**PROBLEM STATEMENT**
Rewrite the stretch from the line containing "point_to(query) locates the wooden railing" through the line containing "x=122, y=291", putting "wicker" wherever "plastic" appears and keeping every other character the same.

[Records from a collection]
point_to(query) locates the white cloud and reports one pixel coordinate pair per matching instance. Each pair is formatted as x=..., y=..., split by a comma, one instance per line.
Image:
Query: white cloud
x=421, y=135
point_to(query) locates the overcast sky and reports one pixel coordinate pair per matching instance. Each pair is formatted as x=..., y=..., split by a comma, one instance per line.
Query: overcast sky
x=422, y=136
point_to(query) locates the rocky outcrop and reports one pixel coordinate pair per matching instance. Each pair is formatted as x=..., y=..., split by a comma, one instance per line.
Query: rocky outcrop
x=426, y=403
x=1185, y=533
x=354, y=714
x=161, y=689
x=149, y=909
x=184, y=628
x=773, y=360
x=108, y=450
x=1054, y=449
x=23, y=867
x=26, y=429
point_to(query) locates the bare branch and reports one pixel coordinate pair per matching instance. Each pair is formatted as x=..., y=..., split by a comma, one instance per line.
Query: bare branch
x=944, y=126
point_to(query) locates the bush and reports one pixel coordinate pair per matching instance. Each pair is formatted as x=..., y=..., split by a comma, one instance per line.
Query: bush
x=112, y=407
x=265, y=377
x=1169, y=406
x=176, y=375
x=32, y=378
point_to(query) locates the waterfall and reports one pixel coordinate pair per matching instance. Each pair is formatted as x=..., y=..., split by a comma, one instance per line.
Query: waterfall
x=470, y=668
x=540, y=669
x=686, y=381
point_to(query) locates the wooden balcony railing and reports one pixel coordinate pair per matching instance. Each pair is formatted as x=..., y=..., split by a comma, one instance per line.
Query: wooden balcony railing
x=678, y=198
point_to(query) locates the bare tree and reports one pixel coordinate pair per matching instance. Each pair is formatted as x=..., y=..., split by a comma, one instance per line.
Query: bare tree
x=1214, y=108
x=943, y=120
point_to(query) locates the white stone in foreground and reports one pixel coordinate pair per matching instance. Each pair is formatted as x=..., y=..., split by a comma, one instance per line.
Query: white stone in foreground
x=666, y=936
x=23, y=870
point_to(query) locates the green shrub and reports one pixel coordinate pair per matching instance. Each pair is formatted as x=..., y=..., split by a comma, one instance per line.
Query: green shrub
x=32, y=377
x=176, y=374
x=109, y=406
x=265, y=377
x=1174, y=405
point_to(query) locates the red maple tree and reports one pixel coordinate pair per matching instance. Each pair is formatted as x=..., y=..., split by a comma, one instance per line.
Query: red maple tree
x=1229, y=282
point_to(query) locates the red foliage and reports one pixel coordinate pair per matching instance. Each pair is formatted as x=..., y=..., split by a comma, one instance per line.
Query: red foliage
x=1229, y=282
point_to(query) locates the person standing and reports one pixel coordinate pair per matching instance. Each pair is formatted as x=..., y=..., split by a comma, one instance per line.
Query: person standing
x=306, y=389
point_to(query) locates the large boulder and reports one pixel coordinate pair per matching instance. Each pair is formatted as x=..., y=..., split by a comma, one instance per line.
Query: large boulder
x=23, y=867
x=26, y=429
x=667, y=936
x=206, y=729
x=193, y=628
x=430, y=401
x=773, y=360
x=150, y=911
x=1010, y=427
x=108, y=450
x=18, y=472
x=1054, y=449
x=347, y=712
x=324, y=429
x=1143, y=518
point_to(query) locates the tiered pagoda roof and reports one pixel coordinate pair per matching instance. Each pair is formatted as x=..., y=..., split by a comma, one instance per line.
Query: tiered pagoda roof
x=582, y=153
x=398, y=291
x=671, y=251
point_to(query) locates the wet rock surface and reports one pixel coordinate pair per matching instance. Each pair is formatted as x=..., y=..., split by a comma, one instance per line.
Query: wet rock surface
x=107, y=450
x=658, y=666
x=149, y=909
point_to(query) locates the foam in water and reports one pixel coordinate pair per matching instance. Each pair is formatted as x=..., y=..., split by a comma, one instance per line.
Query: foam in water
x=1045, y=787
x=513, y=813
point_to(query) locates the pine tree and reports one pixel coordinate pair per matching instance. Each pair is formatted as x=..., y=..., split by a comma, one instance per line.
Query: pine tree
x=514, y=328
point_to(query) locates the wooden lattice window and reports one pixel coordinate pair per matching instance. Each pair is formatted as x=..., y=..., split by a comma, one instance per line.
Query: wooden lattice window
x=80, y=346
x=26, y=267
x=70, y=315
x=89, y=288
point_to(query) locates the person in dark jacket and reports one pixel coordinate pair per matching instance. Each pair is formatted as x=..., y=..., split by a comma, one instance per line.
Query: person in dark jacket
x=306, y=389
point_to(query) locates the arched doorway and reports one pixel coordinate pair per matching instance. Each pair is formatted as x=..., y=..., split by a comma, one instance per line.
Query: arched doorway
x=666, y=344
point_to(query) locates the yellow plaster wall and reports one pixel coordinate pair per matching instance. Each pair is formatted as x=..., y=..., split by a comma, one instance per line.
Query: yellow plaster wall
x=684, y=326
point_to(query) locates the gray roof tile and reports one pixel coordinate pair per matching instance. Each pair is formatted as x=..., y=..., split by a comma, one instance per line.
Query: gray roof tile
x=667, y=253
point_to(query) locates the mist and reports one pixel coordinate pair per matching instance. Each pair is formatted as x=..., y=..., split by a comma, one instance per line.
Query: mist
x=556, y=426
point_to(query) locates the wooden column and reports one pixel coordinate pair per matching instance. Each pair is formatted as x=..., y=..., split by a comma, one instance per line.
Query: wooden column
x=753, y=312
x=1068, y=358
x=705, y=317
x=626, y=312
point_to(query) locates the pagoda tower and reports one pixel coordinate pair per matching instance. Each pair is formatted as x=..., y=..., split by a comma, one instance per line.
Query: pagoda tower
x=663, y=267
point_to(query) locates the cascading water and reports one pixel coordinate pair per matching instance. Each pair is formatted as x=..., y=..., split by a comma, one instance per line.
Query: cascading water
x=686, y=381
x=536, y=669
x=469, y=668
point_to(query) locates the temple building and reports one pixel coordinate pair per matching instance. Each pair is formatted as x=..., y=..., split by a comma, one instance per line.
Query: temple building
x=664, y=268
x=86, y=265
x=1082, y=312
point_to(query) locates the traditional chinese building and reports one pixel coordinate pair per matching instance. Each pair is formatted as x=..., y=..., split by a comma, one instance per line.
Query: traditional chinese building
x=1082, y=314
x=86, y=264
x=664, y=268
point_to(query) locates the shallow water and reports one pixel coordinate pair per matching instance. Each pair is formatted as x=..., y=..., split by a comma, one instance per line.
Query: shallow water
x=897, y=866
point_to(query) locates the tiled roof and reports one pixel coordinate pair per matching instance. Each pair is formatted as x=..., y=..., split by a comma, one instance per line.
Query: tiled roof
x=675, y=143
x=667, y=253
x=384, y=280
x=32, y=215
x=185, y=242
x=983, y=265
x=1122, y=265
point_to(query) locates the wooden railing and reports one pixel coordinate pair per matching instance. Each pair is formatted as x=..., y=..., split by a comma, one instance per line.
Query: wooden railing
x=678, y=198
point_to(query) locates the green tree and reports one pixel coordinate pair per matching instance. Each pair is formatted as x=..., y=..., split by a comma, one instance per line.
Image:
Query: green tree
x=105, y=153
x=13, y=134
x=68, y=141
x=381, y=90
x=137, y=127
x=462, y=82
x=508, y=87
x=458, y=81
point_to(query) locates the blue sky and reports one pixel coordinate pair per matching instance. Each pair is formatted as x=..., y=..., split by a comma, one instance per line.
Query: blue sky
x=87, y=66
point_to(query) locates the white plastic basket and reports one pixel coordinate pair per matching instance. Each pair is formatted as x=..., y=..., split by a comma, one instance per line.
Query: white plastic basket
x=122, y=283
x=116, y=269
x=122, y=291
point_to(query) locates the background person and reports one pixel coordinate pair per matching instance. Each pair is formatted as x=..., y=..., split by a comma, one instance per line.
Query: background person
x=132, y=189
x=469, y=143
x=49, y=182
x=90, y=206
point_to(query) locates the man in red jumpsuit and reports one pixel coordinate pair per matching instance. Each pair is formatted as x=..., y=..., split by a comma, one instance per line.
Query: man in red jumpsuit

**COMPLETE OUTPUT**
point_to(query) locates the wooden railing and reports one pixel coordinate pair per matching instance. Each pair is formatted as x=..., y=..., split by a comma, one instance per line.
Query: wooden railing
x=678, y=198
point_to(query) locates the green tree and reports one pixel coordinate pair per matching instance. Each pair is formatted as x=..., y=..., split by a comma, one instance per line.
Image:
Query: green tree
x=105, y=153
x=13, y=134
x=68, y=141
x=381, y=90
x=137, y=127
x=462, y=82
x=508, y=87
x=458, y=81
point_to(query) locates the blue sky and reports one pixel coordinate pair per matching instance. Each pair is formatted as x=..., y=..., split by a comma, one instance per line.
Query: blue sky
x=87, y=66
point_to(query) locates the white wicker basket and reports one pixel coordinate pair per matching instance. Each pair is formatted as x=..., y=..., split by a comma, one instance per line.
Query: white wicker basket
x=122, y=283
x=116, y=269
x=122, y=291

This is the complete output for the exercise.